Source excerpt:
☆ ☆ ☆ ☆

1

In ghostscript-crop-pdf-not-correctly,I got a cropped PDF,but it's only seemingly cropped.The remaining content still exists in fact.

In ghostscript-removes-content-outside-the-crop-box or how-to-truly-crop-a-pdf-file or pdf-real-cropping or cropping-a-pdf-using-ghostscript-9-01 or itext-crop-out-a-part-of-pdf-file, no solution was found.May be a virtual PDF printer is the only way.

Use ghostscript or itext, Is there any way to clip a PDF file really.

Joris Schellekens
  • 8,483
  • 2
  • 23
  • 54
zhusp
  • 131
  • 12

2 Answers2

1

A very straightforward (but perhaps not the most intelligent) way of solving your problem is to use pdfSweep.

pdfSweep is an iText7 addon that allows you to redact (remove) content.

It allows you to remove content by:

  • specifying a regular expression
  • specifying a rectangle (or rectangles)

In your case, you could calculate the rectangles you want removed, and then apply pdfSweep.

If you then crop the remaining page, the content would really be gone.

More information (including code samples) can be found here.

Joris Schellekens
  • 8,483
  • 2
  • 23
  • 54
0

What leads you to believe that the content is still present ?

Any object which is not at least partially contained within the page clip will not be forwarded on to the pdfwrite device by Ghostscript, so I'm doubtful that content is preserved.

☆ ☆ ☆ ☆

A few records:
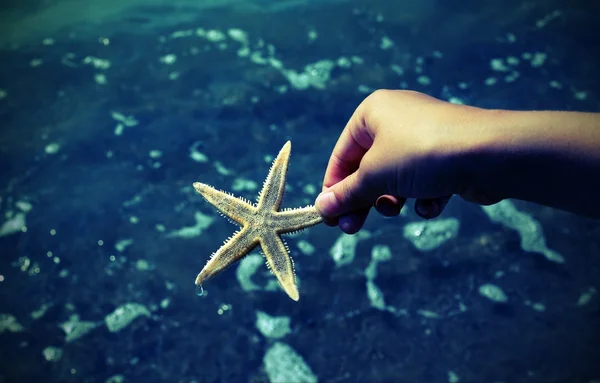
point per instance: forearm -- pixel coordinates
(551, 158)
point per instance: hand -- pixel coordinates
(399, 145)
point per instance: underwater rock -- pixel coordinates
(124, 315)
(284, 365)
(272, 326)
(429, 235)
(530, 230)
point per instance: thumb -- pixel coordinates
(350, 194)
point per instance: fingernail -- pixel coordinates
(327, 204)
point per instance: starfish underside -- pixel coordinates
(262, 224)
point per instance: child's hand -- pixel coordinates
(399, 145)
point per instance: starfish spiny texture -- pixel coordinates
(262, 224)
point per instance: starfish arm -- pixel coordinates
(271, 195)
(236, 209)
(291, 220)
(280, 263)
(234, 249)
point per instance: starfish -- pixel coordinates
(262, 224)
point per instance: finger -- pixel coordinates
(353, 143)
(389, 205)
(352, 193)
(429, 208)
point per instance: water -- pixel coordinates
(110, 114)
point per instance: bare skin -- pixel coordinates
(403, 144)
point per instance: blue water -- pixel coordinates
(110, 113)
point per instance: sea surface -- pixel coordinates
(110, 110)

☆ ☆ ☆ ☆

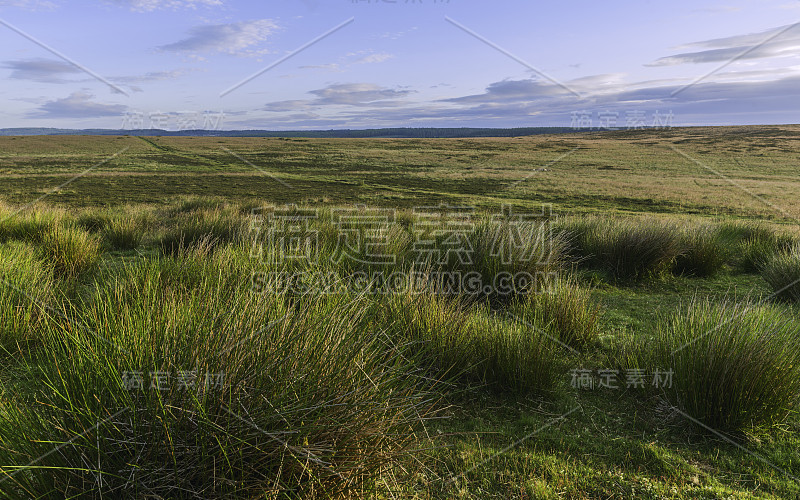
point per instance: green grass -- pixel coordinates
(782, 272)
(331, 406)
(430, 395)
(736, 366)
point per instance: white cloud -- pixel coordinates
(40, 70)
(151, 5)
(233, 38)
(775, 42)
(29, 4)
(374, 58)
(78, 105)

☆ ☆ ☆ ☆

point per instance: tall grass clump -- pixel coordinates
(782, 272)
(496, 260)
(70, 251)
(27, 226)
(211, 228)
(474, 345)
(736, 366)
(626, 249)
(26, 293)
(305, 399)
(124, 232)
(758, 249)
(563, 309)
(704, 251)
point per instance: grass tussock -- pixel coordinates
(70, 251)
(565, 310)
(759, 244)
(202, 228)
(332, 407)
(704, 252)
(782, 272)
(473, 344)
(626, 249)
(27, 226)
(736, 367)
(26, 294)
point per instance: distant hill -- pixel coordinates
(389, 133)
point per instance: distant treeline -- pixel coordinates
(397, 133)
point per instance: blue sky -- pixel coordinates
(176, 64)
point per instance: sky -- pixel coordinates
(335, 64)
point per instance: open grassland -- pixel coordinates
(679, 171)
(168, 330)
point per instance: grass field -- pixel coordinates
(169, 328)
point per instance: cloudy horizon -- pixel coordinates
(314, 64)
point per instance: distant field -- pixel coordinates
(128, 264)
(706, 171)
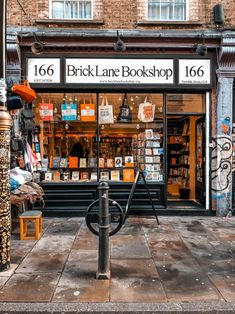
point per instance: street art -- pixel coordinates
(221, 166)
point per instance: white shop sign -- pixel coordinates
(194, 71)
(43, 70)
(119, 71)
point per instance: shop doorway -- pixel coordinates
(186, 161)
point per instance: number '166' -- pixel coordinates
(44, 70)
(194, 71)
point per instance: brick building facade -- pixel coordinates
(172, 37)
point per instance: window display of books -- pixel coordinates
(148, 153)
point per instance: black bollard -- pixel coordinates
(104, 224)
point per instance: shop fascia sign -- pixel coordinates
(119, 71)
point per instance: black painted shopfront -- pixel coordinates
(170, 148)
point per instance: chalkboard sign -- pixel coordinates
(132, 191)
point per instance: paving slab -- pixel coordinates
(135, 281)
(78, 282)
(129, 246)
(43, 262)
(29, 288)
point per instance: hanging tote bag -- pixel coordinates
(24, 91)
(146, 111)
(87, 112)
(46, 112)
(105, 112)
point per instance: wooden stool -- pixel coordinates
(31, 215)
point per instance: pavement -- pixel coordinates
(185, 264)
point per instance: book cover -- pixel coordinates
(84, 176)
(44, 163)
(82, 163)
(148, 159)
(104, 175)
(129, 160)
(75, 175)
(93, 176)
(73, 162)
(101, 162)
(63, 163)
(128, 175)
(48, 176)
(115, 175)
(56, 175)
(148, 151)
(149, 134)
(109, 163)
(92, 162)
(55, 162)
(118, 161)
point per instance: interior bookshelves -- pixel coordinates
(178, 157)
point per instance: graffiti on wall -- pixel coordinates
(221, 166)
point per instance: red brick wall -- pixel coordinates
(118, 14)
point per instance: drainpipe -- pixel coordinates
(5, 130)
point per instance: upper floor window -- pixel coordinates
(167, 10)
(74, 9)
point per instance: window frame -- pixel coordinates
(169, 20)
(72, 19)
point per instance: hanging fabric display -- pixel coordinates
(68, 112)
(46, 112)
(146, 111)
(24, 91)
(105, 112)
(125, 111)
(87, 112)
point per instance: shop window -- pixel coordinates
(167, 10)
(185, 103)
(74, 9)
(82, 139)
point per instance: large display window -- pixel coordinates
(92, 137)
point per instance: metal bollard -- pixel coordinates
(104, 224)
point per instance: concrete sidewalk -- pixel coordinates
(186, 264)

☆ ☆ ☆ ☆

Short problem A: Restate word for word the passage of the PDF cropping thread between "More information (including" and "content is preserved.", inclusive.
Short problem B: For each statement below, answer yes or no according to the PDF cropping thread, and quote the words from it that decide the answer: (i) pdfSweep is an addon for iText7. (ii) The thread says no code samples are available for pdfSweep. (iii) Ghostscript forwards objects that lie entirely outside the page clip to the pdfwrite device.
This listing comes from a separate source.

Final answer A:
More information (including code samples) can be found here.

Joris Schellekens
  • 8,483
  • 2
  • 23
  • 54
0

What leads you to believe that the content is still present ?

Any object which is not at least partially contained within the page clip will not be forwarded on to the pdfwrite device by Ghostscript, so I'm doubtful that content is preserved.

Final answer B:
(i) Yes: "pdfSweep is an iText7 addon that allows you to redact (remove) content."
(ii) No: "More information (including code samples) can be found here."
(iii) No: "Any object which is not at least partially contained within the page clip will not be forwarded on to the pdfwrite device by Ghostscript"